▶ **TASK REQUIREMENTS**: Go through the records below line by line. Count the lines with "mountain" and give the count alone.

BEGIN DATASET ENTRIES

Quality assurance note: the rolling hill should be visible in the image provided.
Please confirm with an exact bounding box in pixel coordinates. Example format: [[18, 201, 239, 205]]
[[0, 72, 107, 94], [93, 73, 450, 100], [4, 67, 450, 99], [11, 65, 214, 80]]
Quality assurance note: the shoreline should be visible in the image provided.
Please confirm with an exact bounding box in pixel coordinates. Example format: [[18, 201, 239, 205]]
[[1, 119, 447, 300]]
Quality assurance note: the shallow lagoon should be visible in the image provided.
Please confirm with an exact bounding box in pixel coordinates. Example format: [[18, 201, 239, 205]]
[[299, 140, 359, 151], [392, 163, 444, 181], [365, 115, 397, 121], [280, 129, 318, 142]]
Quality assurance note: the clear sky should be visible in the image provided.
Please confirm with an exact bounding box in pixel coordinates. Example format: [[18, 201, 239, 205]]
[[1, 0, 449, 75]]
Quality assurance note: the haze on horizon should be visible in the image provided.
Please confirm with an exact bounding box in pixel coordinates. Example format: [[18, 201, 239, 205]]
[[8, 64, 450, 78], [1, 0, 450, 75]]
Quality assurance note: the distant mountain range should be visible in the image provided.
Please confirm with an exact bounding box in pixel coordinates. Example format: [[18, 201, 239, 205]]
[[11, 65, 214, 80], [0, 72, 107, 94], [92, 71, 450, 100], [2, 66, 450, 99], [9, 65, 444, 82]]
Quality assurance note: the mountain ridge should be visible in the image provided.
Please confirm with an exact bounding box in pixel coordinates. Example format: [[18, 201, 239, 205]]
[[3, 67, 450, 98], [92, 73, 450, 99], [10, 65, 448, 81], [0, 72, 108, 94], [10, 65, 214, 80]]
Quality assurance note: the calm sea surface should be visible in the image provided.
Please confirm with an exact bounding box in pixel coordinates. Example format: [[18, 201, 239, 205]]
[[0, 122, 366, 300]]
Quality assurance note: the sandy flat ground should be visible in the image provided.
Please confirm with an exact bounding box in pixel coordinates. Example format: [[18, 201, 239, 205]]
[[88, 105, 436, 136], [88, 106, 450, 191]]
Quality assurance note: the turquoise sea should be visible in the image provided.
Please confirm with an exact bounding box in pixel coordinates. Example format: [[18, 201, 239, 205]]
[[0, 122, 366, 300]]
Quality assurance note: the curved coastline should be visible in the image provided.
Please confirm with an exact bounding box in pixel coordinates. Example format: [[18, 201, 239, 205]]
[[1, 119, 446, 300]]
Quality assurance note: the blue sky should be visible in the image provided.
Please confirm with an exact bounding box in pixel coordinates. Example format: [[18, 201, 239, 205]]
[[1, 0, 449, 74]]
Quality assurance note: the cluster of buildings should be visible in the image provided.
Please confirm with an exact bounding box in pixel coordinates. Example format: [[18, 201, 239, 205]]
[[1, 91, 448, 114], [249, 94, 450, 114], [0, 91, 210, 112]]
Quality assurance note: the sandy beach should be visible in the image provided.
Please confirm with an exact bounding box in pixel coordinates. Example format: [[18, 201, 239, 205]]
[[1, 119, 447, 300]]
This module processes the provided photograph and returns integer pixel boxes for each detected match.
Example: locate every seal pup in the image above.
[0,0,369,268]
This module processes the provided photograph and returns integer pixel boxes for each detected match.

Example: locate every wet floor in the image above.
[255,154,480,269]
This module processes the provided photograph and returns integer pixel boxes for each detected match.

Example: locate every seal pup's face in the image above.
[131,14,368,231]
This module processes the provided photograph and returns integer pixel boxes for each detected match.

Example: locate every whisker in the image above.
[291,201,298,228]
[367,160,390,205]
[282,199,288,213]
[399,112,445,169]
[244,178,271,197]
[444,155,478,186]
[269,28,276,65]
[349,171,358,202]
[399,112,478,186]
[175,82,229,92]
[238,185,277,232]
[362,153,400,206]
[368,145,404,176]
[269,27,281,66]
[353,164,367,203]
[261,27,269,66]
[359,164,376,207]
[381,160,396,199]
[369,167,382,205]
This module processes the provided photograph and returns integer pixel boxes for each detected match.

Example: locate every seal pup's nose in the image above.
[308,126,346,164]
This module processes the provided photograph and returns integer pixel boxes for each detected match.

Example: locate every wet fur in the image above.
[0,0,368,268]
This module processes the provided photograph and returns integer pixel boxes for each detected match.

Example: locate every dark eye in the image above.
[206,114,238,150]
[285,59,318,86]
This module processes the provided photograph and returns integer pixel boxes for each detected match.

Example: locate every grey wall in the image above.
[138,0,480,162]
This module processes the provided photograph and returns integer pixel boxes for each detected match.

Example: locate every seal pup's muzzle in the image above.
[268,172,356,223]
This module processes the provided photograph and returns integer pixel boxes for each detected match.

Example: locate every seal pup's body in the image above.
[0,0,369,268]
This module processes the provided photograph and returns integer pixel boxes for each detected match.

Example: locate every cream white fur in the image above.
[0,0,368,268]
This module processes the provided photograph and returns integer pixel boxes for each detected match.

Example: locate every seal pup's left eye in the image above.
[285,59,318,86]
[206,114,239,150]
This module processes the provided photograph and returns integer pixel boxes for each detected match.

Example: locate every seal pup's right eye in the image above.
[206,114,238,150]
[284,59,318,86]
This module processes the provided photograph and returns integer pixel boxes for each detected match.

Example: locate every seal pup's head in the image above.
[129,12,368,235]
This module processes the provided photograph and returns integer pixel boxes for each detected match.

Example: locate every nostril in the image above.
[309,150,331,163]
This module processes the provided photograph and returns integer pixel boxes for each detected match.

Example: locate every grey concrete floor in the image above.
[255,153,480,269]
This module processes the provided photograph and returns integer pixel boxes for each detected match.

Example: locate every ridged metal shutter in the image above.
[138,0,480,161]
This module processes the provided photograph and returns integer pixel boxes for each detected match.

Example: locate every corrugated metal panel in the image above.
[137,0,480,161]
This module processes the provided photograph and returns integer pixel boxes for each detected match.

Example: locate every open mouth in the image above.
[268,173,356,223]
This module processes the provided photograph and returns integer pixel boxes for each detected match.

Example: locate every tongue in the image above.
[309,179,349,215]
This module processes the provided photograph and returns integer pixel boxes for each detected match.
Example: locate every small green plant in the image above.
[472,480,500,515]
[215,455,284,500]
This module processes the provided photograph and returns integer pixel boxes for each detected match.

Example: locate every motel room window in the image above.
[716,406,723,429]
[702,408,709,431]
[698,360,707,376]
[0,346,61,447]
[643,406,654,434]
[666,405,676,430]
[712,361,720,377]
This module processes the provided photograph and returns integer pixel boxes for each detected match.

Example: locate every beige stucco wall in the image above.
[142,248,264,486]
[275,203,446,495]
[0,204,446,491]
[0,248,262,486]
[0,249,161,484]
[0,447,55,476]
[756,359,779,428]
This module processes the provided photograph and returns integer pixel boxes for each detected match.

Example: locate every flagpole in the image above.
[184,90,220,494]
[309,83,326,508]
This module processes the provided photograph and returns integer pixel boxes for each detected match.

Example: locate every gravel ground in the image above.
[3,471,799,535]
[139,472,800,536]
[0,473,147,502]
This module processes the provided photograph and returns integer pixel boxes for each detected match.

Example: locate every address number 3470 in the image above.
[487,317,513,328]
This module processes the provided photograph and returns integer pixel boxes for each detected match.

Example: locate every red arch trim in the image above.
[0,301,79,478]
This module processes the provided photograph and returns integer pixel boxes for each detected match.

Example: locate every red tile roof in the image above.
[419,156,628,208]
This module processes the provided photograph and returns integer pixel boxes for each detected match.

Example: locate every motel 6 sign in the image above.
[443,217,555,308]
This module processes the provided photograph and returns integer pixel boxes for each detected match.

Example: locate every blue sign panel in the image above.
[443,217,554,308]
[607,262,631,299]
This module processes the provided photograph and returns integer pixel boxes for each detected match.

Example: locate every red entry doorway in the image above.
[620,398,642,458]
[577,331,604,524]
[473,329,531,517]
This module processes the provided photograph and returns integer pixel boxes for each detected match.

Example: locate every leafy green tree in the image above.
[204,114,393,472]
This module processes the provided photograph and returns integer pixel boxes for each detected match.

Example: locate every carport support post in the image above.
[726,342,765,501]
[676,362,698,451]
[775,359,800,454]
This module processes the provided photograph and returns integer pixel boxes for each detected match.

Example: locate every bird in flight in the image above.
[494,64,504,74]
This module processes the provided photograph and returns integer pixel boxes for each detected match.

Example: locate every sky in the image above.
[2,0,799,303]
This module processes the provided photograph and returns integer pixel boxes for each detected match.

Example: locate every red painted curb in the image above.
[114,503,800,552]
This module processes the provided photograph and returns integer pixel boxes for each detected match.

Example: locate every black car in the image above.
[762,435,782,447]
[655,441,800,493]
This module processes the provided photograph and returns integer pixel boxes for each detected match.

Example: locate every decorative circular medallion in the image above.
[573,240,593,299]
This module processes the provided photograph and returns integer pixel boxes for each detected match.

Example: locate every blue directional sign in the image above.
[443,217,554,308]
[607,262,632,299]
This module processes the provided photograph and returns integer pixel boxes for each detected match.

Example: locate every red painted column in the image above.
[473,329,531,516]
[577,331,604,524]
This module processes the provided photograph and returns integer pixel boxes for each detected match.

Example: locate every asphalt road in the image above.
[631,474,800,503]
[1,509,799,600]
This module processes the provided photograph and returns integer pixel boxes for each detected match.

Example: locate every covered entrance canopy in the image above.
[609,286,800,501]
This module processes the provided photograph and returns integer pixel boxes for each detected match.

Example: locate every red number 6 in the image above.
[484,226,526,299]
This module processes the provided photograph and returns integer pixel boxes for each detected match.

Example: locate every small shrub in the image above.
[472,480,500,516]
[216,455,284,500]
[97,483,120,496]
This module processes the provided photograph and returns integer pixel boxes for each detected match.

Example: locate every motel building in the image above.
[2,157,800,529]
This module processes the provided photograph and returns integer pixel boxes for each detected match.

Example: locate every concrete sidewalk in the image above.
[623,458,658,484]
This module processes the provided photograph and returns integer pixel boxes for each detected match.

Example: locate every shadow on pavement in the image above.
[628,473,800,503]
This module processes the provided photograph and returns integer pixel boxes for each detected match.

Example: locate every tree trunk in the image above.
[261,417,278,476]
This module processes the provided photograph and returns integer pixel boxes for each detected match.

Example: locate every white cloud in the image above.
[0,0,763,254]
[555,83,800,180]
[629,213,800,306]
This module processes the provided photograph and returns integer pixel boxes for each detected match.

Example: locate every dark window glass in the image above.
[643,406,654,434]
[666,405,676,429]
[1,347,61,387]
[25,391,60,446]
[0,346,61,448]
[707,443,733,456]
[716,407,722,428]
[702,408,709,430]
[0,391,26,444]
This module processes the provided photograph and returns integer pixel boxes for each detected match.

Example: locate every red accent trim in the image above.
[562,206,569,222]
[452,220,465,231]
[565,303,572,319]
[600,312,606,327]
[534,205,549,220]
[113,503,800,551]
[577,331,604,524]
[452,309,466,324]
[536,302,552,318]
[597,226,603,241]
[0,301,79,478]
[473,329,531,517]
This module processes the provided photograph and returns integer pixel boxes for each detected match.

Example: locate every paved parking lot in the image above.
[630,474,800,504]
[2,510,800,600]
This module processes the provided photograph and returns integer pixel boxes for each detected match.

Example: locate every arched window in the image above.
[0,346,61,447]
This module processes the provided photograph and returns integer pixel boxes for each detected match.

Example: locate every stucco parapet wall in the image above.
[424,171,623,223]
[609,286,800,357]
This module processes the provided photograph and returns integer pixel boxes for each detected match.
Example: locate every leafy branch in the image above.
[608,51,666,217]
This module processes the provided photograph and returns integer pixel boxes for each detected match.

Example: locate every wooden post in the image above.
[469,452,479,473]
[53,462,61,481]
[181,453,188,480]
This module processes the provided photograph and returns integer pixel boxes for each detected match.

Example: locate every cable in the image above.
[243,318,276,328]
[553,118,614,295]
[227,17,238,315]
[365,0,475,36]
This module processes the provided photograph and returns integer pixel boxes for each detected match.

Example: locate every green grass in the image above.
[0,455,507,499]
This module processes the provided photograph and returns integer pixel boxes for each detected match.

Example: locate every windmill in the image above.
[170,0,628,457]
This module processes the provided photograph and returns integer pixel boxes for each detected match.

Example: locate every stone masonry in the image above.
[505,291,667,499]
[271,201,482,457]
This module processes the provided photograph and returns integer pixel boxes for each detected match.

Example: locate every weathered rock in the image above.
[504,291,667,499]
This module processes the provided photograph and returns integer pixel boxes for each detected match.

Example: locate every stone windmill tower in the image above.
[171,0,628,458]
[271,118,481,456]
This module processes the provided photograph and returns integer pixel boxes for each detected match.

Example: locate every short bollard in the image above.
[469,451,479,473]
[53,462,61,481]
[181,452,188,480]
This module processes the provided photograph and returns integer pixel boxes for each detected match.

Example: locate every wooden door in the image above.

END DATASET ENTRIES

▶ **ANSWER FOR THIS EXERCISE**: 2